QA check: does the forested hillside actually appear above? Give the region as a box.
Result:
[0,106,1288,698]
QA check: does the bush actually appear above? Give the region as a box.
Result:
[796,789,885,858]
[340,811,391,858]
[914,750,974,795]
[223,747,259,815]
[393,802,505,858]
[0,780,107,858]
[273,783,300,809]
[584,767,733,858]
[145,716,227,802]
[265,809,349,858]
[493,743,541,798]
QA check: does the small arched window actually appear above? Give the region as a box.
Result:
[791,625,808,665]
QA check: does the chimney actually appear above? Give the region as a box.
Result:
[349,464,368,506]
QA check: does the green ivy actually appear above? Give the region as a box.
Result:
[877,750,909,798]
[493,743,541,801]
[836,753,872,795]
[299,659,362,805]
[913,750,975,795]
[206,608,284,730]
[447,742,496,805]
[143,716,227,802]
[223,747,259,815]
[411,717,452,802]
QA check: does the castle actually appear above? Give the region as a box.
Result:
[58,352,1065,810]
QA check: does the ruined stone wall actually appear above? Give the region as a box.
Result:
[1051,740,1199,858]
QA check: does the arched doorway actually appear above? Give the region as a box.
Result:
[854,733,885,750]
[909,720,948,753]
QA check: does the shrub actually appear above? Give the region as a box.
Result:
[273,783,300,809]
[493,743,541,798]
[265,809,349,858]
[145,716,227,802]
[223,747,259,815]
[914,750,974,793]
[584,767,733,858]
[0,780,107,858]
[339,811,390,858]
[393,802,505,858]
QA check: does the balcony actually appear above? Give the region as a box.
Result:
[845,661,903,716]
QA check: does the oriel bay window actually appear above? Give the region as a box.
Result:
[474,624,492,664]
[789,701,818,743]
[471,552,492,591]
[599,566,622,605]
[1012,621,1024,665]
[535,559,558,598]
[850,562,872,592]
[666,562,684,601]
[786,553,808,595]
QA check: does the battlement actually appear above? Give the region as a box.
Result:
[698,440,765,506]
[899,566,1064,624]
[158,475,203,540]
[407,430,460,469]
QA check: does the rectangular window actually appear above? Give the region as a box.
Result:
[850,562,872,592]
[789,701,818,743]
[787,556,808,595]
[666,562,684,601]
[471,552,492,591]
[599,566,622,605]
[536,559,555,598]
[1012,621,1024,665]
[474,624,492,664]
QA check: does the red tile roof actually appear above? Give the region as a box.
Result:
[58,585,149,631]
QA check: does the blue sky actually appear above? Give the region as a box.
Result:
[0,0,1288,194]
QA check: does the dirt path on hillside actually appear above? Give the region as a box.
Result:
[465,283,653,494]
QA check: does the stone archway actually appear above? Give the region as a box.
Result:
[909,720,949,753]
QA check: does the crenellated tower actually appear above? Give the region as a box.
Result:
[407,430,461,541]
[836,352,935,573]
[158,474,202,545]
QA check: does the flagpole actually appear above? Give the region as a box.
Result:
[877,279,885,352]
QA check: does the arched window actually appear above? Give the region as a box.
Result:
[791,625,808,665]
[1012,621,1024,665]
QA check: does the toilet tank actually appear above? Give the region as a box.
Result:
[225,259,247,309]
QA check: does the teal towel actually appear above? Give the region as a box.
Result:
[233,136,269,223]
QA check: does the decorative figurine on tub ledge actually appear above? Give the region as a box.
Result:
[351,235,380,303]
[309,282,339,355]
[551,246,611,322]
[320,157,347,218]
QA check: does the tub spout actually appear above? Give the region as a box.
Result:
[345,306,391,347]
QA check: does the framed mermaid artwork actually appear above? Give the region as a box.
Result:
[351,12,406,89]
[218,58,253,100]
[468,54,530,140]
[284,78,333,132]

####################

*Set problem:* Repeat each record exactly, leaving nothing out.

*Correct answer:*
QA check: does the forested hillside actually appear above? Give the region as a box.
Result:
[0,106,1288,698]
QA check: does the bush actually appear above? Give the region as a box.
Result:
[796,789,885,858]
[340,811,391,858]
[914,750,974,795]
[223,747,259,815]
[393,802,505,858]
[0,780,107,858]
[273,783,300,809]
[584,767,733,858]
[145,716,227,802]
[265,809,349,858]
[493,743,541,798]
QA check: does the small arched window actually appear above? Give the region as a box.
Result:
[791,625,808,665]
QA check: does the chimney actually appear above? Give the region as a box.
Result:
[349,464,368,506]
QA check: does the green ivy actually appear above? Give the region as a box.
Result:
[877,750,909,798]
[493,743,541,801]
[836,753,872,795]
[299,659,362,805]
[913,750,975,795]
[206,608,284,730]
[447,742,496,805]
[143,716,227,802]
[223,747,259,815]
[411,717,452,802]
QA check: does the castle actually appear above? Give the region as a box.
Result:
[58,352,1065,810]
QA check: does the ruined stone wall actually appear above? Give the region as a box.
Result:
[1051,740,1199,858]
QA check: does the arched doorway actually appear above? Give the region as a box.
Result:
[854,733,885,750]
[909,720,948,753]
QA check: does the shrub actually appear above? Give the region as a box.
Result:
[273,783,300,809]
[493,743,541,798]
[265,809,349,858]
[145,716,227,802]
[223,747,259,815]
[914,750,974,793]
[584,767,733,858]
[0,780,107,858]
[339,811,390,858]
[393,802,505,858]
QA check: does the balcony actually appear above? Give the region as a box.
Result:
[845,661,903,716]
QA check: does the oriel bay window actually appear above? Give the region as a box.
Result:
[474,624,492,664]
[789,701,818,743]
[471,552,492,591]
[599,566,622,605]
[1012,621,1024,665]
[535,559,558,598]
[850,562,872,592]
[666,562,684,601]
[786,553,808,595]
QA check: does the battlement actually appear above? Give the region as a box.
Result:
[698,440,765,506]
[899,566,1064,624]
[158,475,203,540]
[407,430,460,469]
QA check: does the rectangular window actually appear above? Give the region as a box.
Result:
[850,562,872,592]
[789,701,818,743]
[787,556,808,595]
[666,562,684,601]
[471,552,492,591]
[599,566,622,605]
[536,559,555,598]
[1012,621,1024,665]
[474,624,492,664]
QA check: does the red tile roof actually appear above? Give the region as a box.
Result:
[58,585,149,631]
QA check: does the blue sky actually appear above? Give the region as a box.
Result:
[0,0,1288,194]
QA check: does the dirt path on hillside actually appear above? Give the region as a box.
Result:
[465,283,653,494]
QA check: does the stone archway actually appear above? Give the region as a box.
Result:
[909,720,949,753]
QA check: does the crenellated tower actually appear above? Give the region as a box.
Result:
[407,430,461,541]
[836,352,935,573]
[158,474,202,545]
QA check: does the flagpole actually appear above? Give the region as a box.
Result:
[877,279,885,352]
QA check: does the arched window actually appear above? Give the region as a box.
Result:
[791,625,808,665]
[1012,621,1024,665]
QA check: does the toilet tank actually appear above? Give the region as a box.
Result:
[225,259,247,309]
QA check: does the teal towel actually appear above? Give the region as a box.
Result:
[233,136,269,223]
QA check: does the decorative figurine on tub ledge actually appear above? Give the region as a box.
Result:
[351,235,380,303]
[309,282,339,355]
[551,246,611,322]
[320,157,347,218]
QA check: does the tub spout actually appear above? Give the region as a box.
Result:
[345,306,391,347]
QA check: does the framed mermaid artwork actually appear above? Give the region as a box.
Result:
[351,12,406,89]
[218,58,253,100]
[468,54,530,140]
[284,78,333,132]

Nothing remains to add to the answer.